### [TASK STATEMENT]
Count the lines below that contain the string "hillside", matching case exactly, and reply with only that number.

### [TASK INPUTS]
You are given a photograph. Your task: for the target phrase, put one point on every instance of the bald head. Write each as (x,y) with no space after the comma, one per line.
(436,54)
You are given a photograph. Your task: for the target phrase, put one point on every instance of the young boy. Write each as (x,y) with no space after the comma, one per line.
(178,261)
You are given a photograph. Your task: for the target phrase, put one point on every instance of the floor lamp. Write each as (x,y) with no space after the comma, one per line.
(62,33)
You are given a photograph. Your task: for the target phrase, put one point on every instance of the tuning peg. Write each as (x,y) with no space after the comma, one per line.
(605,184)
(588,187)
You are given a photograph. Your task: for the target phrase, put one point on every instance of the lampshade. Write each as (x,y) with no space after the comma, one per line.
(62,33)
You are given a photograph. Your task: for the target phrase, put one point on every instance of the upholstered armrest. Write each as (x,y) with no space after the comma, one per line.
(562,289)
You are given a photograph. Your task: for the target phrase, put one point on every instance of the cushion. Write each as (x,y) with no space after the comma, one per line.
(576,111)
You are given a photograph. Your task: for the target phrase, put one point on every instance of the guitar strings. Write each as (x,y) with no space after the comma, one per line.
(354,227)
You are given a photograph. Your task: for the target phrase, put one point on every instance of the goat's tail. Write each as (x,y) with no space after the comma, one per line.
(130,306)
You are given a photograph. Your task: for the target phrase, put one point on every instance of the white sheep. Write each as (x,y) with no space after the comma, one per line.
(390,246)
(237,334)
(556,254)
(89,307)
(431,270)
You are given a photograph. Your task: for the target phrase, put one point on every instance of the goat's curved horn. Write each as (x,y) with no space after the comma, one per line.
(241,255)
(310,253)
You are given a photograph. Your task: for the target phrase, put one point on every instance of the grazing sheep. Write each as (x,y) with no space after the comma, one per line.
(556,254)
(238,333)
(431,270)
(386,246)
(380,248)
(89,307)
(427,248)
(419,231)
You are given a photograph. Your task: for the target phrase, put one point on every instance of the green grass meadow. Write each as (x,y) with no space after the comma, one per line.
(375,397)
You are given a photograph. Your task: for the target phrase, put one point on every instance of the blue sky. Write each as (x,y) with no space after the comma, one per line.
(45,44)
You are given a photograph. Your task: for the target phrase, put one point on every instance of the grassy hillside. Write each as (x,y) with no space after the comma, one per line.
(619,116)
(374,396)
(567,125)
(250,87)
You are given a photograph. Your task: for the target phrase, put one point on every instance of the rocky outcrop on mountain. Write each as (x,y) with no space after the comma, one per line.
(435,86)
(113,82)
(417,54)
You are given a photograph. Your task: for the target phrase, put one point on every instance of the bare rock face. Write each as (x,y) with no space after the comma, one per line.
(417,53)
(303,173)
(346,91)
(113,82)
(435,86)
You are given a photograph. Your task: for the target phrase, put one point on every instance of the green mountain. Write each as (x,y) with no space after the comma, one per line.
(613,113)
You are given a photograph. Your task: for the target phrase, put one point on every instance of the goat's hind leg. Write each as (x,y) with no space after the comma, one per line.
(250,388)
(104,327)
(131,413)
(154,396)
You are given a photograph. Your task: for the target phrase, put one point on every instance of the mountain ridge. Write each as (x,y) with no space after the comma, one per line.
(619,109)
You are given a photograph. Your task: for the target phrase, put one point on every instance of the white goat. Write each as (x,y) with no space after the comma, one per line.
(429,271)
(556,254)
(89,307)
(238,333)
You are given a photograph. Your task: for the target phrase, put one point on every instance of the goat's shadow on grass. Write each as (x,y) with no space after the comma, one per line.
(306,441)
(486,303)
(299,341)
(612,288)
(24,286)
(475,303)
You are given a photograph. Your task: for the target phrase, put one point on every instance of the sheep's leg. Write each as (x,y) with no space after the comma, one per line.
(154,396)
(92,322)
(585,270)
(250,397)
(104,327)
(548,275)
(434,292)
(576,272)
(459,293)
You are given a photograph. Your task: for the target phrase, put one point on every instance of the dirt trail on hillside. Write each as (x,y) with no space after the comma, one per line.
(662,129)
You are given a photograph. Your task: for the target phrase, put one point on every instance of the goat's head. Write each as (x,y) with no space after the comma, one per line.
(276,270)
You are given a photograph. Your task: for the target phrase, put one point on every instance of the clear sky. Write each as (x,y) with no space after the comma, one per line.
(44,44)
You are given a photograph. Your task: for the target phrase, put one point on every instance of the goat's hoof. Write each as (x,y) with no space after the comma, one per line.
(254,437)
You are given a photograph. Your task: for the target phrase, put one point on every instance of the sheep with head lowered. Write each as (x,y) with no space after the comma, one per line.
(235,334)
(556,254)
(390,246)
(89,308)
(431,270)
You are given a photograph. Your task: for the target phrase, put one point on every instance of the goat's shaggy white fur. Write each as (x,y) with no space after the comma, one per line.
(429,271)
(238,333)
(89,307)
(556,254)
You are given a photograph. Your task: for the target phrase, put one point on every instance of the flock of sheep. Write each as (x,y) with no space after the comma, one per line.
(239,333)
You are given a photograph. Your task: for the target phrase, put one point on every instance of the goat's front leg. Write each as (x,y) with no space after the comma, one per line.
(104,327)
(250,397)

...

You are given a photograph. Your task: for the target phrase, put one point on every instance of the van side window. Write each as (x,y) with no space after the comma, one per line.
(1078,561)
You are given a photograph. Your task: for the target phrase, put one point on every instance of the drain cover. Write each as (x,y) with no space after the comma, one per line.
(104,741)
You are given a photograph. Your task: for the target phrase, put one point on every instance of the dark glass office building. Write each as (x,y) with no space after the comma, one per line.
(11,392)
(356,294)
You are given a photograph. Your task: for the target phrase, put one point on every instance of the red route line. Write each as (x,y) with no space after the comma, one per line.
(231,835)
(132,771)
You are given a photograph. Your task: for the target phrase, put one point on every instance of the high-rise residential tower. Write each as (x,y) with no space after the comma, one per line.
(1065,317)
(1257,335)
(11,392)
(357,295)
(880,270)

### [SOLUTION]
2